_Activity_
Scan the records below for the line with "Target: background tree" and the line with "Target: window sill". Repeat those two lines and every line between them exactly, and nothing else.

Items listed in a dataset:
[Start of Attachment]

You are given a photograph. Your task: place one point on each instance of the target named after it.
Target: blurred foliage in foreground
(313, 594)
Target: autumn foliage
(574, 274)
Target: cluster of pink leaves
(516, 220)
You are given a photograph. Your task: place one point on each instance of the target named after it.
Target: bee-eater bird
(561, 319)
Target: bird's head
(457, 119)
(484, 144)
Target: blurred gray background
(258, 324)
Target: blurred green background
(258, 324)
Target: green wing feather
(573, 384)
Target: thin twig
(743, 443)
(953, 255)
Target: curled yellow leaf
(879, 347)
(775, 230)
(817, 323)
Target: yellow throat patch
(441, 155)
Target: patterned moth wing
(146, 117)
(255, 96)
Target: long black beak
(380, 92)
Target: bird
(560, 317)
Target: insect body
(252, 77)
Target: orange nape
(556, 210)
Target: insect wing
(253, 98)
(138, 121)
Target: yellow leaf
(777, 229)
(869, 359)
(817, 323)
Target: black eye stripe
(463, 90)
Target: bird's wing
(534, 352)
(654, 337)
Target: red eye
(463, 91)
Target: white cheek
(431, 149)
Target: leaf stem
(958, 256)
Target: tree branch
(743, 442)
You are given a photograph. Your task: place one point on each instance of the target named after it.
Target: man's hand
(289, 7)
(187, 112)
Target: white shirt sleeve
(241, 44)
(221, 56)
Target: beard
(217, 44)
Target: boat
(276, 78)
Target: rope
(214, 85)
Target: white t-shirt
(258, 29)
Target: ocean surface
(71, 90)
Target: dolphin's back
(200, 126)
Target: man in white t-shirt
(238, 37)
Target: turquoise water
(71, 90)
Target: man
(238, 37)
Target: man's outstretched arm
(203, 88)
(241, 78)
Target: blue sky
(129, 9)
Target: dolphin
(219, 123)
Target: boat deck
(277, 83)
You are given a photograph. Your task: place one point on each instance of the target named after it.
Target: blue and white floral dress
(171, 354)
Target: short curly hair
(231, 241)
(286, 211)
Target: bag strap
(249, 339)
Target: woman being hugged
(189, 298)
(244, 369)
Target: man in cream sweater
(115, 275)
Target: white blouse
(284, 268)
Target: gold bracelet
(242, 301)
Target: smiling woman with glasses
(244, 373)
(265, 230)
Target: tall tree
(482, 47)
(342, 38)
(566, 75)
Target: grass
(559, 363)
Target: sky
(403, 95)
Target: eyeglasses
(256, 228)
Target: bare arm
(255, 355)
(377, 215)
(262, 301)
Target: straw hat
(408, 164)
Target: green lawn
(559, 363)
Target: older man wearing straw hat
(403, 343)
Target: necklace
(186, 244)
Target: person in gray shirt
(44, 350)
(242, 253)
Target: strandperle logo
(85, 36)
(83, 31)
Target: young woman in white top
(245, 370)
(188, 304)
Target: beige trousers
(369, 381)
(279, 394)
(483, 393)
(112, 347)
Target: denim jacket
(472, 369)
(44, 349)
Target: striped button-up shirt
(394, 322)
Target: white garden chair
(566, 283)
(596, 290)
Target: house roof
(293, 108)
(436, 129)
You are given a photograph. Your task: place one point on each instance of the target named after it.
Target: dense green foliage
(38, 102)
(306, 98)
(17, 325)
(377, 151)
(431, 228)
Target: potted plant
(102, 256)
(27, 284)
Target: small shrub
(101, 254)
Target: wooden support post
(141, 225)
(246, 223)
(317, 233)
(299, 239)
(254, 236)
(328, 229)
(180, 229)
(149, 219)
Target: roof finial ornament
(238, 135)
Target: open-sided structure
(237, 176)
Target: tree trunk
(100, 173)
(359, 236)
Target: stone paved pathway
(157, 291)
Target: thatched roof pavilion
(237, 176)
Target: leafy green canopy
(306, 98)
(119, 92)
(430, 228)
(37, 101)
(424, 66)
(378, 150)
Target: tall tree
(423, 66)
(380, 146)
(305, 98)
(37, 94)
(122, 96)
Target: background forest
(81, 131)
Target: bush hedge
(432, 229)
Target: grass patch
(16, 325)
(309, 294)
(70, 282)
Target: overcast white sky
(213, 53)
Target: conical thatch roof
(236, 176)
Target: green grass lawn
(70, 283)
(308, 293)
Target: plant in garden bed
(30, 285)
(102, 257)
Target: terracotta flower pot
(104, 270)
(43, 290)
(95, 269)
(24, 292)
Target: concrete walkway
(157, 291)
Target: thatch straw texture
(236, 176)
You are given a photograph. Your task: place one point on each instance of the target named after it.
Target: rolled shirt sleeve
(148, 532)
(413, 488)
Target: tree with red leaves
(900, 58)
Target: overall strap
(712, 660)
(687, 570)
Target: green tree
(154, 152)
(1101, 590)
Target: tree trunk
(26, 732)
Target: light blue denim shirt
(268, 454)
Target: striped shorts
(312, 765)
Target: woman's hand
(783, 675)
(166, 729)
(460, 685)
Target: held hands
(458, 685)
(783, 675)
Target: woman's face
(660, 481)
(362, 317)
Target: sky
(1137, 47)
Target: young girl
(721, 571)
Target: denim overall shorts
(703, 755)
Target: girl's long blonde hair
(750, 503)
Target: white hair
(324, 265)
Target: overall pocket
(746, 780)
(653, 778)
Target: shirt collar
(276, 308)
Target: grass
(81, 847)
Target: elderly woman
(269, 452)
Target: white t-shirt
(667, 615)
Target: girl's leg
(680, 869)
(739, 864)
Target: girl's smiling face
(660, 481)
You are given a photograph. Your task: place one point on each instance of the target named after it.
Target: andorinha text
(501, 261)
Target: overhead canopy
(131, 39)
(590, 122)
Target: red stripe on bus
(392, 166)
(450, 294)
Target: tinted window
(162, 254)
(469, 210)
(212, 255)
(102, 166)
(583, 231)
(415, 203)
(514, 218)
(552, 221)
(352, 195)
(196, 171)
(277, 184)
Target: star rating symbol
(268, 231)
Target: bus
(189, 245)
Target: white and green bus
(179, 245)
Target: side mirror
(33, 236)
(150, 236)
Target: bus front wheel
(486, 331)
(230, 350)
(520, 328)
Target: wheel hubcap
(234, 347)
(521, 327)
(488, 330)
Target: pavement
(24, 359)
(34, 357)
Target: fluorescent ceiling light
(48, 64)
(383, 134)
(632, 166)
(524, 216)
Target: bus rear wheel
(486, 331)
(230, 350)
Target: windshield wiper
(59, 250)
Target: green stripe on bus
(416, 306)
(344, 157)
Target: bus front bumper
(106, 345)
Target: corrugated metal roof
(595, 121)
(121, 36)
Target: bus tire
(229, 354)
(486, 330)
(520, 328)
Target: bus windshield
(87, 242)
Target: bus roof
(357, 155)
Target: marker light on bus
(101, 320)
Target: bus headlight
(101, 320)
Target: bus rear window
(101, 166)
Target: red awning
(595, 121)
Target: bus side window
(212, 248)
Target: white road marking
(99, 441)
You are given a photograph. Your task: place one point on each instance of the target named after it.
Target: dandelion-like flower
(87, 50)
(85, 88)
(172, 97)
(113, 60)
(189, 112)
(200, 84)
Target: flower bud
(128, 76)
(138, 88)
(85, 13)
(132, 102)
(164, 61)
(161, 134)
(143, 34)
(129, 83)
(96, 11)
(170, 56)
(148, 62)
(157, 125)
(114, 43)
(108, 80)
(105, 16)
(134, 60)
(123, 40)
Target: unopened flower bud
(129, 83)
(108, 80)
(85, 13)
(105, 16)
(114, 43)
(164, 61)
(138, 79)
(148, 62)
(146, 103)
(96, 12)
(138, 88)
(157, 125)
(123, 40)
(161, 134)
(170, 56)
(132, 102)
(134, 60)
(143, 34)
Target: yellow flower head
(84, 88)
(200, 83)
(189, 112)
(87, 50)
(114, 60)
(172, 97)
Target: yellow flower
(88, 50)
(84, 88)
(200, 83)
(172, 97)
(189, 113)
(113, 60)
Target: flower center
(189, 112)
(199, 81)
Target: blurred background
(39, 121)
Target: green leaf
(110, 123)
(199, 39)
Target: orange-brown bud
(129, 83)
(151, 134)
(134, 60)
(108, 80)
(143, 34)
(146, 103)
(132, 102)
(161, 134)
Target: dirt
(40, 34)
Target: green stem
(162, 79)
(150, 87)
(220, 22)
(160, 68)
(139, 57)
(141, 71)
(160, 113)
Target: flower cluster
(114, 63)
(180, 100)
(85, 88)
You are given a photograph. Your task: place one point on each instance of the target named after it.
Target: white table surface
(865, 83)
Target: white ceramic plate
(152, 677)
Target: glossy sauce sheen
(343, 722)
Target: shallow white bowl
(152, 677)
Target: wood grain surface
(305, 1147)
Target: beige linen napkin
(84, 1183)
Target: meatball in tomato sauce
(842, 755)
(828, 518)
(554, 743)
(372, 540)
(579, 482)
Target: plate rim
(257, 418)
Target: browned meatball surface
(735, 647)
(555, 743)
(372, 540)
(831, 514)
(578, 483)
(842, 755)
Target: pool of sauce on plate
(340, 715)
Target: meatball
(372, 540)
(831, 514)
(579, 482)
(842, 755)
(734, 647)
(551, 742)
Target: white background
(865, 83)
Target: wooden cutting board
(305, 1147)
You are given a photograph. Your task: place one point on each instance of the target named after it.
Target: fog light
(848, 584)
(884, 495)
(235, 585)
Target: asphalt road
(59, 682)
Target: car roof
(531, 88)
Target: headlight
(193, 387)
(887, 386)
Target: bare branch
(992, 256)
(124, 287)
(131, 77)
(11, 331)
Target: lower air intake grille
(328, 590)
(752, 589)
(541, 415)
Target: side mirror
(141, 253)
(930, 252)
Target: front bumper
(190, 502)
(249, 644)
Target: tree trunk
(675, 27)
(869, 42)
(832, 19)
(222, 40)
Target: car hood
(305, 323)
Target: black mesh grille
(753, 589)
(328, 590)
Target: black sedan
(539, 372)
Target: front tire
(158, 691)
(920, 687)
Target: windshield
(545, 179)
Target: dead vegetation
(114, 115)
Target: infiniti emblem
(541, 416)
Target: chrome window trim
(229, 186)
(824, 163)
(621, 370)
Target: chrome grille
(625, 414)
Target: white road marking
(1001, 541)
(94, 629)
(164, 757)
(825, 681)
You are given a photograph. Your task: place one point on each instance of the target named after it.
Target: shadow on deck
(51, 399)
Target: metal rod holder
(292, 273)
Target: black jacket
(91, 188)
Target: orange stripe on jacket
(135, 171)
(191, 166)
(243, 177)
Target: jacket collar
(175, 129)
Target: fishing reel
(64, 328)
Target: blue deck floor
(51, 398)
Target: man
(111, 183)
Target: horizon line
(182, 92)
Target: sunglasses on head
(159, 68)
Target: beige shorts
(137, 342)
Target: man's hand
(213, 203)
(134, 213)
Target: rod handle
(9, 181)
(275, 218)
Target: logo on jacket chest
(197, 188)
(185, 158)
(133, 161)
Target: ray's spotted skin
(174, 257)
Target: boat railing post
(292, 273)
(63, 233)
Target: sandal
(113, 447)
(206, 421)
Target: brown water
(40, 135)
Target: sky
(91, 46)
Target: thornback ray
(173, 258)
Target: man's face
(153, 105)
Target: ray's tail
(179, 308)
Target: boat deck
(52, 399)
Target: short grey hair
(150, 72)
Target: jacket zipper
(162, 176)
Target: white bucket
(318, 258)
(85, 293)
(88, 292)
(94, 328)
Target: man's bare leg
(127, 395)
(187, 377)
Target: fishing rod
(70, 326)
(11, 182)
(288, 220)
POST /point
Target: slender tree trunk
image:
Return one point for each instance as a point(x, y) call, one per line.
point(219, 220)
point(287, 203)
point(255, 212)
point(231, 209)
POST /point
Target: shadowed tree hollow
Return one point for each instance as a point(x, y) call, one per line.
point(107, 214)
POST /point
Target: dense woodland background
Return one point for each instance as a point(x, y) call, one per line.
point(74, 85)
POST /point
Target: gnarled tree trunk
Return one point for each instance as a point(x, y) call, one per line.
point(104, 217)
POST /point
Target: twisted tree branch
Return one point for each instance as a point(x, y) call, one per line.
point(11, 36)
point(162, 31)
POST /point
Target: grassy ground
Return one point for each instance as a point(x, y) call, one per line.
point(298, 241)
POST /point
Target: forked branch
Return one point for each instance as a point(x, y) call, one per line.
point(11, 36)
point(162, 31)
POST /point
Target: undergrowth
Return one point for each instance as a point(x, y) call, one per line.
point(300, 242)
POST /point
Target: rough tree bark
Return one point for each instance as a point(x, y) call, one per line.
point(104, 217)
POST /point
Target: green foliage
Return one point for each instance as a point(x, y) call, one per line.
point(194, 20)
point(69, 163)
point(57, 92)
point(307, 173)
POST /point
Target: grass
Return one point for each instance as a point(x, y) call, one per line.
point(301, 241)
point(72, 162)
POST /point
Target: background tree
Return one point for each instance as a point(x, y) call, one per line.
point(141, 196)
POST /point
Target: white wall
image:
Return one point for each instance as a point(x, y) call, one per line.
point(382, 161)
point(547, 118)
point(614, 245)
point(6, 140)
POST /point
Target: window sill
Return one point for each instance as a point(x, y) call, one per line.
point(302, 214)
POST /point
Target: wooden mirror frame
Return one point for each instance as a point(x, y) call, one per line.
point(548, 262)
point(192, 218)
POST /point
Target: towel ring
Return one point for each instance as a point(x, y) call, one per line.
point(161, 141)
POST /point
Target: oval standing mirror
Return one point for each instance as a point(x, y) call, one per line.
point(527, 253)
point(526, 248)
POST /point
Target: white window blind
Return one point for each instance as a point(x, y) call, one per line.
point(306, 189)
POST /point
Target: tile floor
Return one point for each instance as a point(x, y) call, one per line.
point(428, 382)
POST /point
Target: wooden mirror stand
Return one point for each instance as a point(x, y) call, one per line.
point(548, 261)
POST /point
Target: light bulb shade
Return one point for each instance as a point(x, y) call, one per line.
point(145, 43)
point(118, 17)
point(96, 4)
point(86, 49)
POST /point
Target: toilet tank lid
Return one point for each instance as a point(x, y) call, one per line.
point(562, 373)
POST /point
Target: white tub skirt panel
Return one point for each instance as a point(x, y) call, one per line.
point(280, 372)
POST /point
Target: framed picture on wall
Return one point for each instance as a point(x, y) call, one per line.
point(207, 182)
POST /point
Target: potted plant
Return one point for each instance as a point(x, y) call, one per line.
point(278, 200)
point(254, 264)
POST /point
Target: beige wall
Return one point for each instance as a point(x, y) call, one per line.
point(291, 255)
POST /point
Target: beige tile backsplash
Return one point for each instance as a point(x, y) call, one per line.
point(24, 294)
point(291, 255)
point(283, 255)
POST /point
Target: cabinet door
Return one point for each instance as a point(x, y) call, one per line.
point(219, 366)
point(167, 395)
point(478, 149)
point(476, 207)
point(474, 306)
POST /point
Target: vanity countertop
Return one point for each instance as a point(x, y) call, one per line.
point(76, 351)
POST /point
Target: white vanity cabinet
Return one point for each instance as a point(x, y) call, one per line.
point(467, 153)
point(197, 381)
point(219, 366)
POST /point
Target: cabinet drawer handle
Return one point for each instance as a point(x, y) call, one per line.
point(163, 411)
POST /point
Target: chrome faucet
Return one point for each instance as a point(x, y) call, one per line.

[End of Attachment]

_Answer section_
Target: background tree
Return one point for each instance as a point(x, y) call, one per line.
point(141, 196)
POST /point
Target: white wall
image:
Return one point for each instance as a point(x, y) call, one per line.
point(382, 161)
point(547, 118)
point(614, 245)
point(6, 140)
POST /point
Target: window sill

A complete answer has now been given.